#### [What is being asked]
Reproduce every one of the items below verbatim, line for line, with no alterations.

═══ Exercise data

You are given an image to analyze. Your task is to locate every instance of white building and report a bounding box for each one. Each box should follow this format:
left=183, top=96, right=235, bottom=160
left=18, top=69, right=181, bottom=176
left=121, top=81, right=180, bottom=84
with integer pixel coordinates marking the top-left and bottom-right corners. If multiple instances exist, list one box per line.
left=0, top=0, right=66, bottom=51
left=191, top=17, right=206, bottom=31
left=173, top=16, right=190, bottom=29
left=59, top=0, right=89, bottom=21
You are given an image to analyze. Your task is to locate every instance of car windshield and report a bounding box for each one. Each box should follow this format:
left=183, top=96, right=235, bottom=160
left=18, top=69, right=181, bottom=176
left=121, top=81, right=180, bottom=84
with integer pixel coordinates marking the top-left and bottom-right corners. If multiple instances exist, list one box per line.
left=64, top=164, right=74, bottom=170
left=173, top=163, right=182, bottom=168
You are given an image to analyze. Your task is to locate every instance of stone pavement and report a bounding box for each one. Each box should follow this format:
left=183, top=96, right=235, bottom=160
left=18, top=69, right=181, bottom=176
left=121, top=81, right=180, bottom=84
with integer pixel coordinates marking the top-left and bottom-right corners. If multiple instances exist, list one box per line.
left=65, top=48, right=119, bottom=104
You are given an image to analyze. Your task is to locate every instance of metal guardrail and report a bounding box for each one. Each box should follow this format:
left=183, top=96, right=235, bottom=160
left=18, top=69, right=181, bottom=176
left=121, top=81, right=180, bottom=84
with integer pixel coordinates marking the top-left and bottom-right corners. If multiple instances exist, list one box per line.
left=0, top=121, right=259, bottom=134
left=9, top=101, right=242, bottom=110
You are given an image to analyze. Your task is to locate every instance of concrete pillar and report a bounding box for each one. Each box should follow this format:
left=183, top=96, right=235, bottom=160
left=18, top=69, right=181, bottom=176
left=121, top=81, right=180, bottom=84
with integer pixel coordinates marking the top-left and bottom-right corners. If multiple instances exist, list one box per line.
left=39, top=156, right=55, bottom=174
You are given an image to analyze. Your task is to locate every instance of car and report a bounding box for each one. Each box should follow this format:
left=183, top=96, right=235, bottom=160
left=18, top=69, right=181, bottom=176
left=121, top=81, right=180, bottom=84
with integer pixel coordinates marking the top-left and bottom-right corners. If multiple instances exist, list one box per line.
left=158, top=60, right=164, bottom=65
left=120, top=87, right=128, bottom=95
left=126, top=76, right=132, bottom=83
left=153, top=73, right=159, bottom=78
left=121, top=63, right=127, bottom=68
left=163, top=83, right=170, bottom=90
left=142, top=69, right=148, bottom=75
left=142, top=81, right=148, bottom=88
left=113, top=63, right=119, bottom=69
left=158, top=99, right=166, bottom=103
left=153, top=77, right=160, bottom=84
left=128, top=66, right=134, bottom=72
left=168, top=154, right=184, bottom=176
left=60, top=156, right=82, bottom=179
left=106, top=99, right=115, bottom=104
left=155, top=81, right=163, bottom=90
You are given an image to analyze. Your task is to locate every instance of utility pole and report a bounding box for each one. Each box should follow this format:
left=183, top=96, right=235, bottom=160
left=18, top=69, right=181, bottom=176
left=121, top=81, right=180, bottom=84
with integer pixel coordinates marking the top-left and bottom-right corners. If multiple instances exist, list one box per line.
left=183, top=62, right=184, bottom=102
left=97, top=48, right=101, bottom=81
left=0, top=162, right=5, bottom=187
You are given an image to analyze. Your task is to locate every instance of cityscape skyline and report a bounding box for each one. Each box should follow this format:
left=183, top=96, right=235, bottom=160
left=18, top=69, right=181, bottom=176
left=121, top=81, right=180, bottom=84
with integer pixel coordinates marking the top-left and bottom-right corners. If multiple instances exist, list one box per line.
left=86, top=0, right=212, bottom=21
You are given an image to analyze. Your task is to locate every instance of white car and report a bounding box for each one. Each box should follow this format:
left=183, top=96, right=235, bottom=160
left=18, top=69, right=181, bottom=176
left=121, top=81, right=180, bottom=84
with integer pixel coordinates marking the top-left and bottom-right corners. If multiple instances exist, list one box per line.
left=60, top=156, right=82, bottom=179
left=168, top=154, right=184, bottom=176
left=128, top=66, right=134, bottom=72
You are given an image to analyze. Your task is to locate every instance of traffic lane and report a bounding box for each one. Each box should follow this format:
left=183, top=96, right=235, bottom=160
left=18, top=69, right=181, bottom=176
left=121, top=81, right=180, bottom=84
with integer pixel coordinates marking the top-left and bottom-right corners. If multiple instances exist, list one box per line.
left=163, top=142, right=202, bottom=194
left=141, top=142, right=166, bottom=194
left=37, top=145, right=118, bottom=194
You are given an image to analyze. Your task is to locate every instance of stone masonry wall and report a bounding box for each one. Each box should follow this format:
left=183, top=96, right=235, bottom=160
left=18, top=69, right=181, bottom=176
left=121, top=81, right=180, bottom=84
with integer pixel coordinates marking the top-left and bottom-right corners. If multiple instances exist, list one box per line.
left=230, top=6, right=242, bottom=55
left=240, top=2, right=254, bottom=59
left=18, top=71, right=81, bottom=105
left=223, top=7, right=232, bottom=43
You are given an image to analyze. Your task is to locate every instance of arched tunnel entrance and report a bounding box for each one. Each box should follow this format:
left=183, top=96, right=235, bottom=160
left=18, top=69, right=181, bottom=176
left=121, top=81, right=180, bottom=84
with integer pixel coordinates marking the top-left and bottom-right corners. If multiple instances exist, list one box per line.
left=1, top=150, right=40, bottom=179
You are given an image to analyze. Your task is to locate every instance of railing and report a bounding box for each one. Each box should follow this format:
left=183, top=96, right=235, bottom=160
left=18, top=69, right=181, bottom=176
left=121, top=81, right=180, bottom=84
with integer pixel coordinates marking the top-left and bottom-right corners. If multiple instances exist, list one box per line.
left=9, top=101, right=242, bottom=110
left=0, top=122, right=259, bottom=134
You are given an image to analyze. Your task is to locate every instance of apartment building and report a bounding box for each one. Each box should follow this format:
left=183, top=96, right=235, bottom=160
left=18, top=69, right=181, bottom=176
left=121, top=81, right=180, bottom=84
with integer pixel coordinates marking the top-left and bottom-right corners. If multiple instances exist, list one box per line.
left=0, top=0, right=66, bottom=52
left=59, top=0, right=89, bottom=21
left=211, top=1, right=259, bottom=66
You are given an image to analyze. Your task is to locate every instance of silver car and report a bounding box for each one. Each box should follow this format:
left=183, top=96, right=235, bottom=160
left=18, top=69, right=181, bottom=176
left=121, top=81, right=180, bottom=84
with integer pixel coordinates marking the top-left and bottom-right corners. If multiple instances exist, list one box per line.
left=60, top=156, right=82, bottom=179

══════

#### [Exercise answer]
You are given an image to analyze. Your task is to locate every instance of white building and report a bounding box for each one. Each box should follow this format:
left=183, top=96, right=235, bottom=160
left=18, top=69, right=181, bottom=176
left=121, top=81, right=180, bottom=84
with integer pixel coordinates marking the top-left and bottom-right corners. If multiple instances exist, list one box per line.
left=0, top=0, right=66, bottom=51
left=191, top=17, right=206, bottom=31
left=173, top=16, right=190, bottom=29
left=59, top=0, right=89, bottom=21
You are given an image to analyze. Your task is to locate every instance of car windshield and report a bounding box for each one. Each box should follow this format:
left=183, top=96, right=235, bottom=160
left=18, top=69, right=181, bottom=176
left=121, top=81, right=180, bottom=84
with integer pixel coordinates marking the top-left and bottom-right corners. If multiple instances exist, list one box per line.
left=64, top=164, right=74, bottom=170
left=173, top=163, right=182, bottom=168
You are given an image to analyze. Your task is to locate every instance of stone pavement and report a bounding box for each one. Each box should follow this format:
left=183, top=96, right=235, bottom=160
left=18, top=69, right=181, bottom=176
left=121, top=81, right=180, bottom=84
with integer pixel coordinates marking the top-left and bottom-right corners. If multiple instances exist, list one box per line.
left=65, top=48, right=119, bottom=104
You are given an image to analyze. Your task is to locate every instance of metal guardrail and report a bounding box for each one. Each box should follow this format:
left=183, top=96, right=235, bottom=160
left=18, top=69, right=181, bottom=176
left=121, top=81, right=180, bottom=84
with integer pixel coordinates marking the top-left and bottom-right corners. If multiple instances exist, list one box per line.
left=0, top=121, right=259, bottom=134
left=9, top=101, right=242, bottom=110
You are given an image to analyze. Your task is to locate every instance of concrete pillar and report a bounding box for each one. Each box should follow this format:
left=183, top=96, right=235, bottom=160
left=18, top=69, right=181, bottom=176
left=121, top=81, right=180, bottom=84
with integer pixel coordinates marking the top-left and bottom-right corners. If multiple instances exist, list one box per line.
left=39, top=156, right=55, bottom=174
You are given an image to analyze. Your task is to locate every instance of car and report a bounding box for each one. Each box should follow this format:
left=183, top=96, right=235, bottom=160
left=18, top=69, right=181, bottom=176
left=121, top=81, right=180, bottom=84
with integer pixel coordinates marking the top-left and bottom-right corners. If multiple instances exist, list one box per line.
left=158, top=60, right=164, bottom=65
left=120, top=87, right=128, bottom=95
left=126, top=76, right=132, bottom=83
left=153, top=73, right=159, bottom=78
left=121, top=63, right=127, bottom=68
left=163, top=83, right=170, bottom=90
left=142, top=69, right=148, bottom=75
left=142, top=81, right=148, bottom=88
left=113, top=63, right=119, bottom=69
left=158, top=99, right=166, bottom=103
left=153, top=77, right=160, bottom=84
left=128, top=66, right=134, bottom=72
left=168, top=154, right=184, bottom=176
left=60, top=156, right=82, bottom=179
left=106, top=99, right=115, bottom=104
left=155, top=81, right=163, bottom=90
You are given an image to analyze. Your task is to locate every instance of utility pole and report a bounding box for each one. Each box should follow this format:
left=183, top=96, right=235, bottom=160
left=18, top=69, right=181, bottom=176
left=121, top=81, right=180, bottom=84
with integer pixel coordinates marking the top-left and bottom-right corners. If multiple instances exist, list one box per line.
left=183, top=62, right=184, bottom=102
left=97, top=48, right=101, bottom=81
left=0, top=162, right=5, bottom=187
You are given an image to analyze. Your task is to locate every instance of cityscape skyline and report a bounding box for each one. Each box should follow this format:
left=183, top=96, right=235, bottom=160
left=18, top=69, right=181, bottom=176
left=121, top=81, right=180, bottom=84
with integer pixel coordinates marking the top-left and bottom-right corners. If multiple instances exist, list one box per line.
left=86, top=0, right=212, bottom=21
You are given an image to analyze. Your task is to locate every instance of white car and report a bounding box for each one. Each box should follow this format:
left=183, top=96, right=235, bottom=160
left=18, top=69, right=181, bottom=176
left=121, top=81, right=180, bottom=84
with integer pixel coordinates marking the top-left and bottom-right corners. If multiple instances exist, list one box per line.
left=60, top=156, right=82, bottom=179
left=168, top=154, right=184, bottom=176
left=128, top=66, right=134, bottom=72
You are given an image to analyze. Your task is to locate every instance of traffic lane and report a bounding box for each one. Each box should follow this format:
left=183, top=96, right=235, bottom=160
left=18, top=69, right=181, bottom=176
left=121, top=81, right=180, bottom=84
with integer pixel coordinates marking the top-left and bottom-right corners. If multiple instances exist, list one box per line.
left=163, top=142, right=202, bottom=194
left=141, top=142, right=166, bottom=194
left=37, top=145, right=118, bottom=194
You are given an image to analyze. Your task is to locate every instance of stone masonry wall and report a bounding box for each one. Each box should follow this format:
left=183, top=96, right=235, bottom=160
left=18, top=69, right=181, bottom=176
left=121, top=81, right=180, bottom=84
with integer pixel coordinates marking the top-left and bottom-right corners. If multiple instances exist, list one box per line.
left=230, top=6, right=242, bottom=55
left=240, top=2, right=254, bottom=59
left=18, top=71, right=81, bottom=105
left=223, top=7, right=232, bottom=43
You are given an image to analyze. Your task is to locate every instance of arched tunnel entrance and report a bounding box for each one. Each box should follow this format:
left=183, top=96, right=235, bottom=160
left=18, top=69, right=181, bottom=176
left=121, top=81, right=180, bottom=84
with integer pixel coordinates marking the top-left and bottom-right corners. If multiple instances exist, list one box per line.
left=1, top=150, right=40, bottom=179
You are given an image to analyze. Your task is to locate every instance of railing and report a bounding box for each one. Each box should follow this format:
left=183, top=96, right=235, bottom=160
left=18, top=69, right=181, bottom=176
left=121, top=81, right=180, bottom=84
with integer pixel coordinates marking the top-left and bottom-right corners. If multiple instances exist, list one box per line.
left=9, top=101, right=242, bottom=110
left=0, top=122, right=259, bottom=134
You are given an image to analyze. Your task is to locate every instance of apartment building and report a bounding box for each one. Each box should follow this format:
left=183, top=96, right=235, bottom=160
left=18, top=69, right=181, bottom=176
left=121, top=81, right=180, bottom=84
with integer pixel coordinates marking the top-left and bottom-right corners. If multiple instances exist, list one box per line.
left=0, top=0, right=66, bottom=52
left=59, top=0, right=89, bottom=21
left=211, top=1, right=259, bottom=66
You are given an image to analyze. Your task is to locate every instance of silver car and report a bounding box for each one. Each box should follow this format:
left=183, top=96, right=235, bottom=160
left=18, top=69, right=181, bottom=176
left=121, top=81, right=180, bottom=84
with integer pixel coordinates marking the top-left and bottom-right corners. If multiple instances exist, list one box per line.
left=60, top=156, right=82, bottom=179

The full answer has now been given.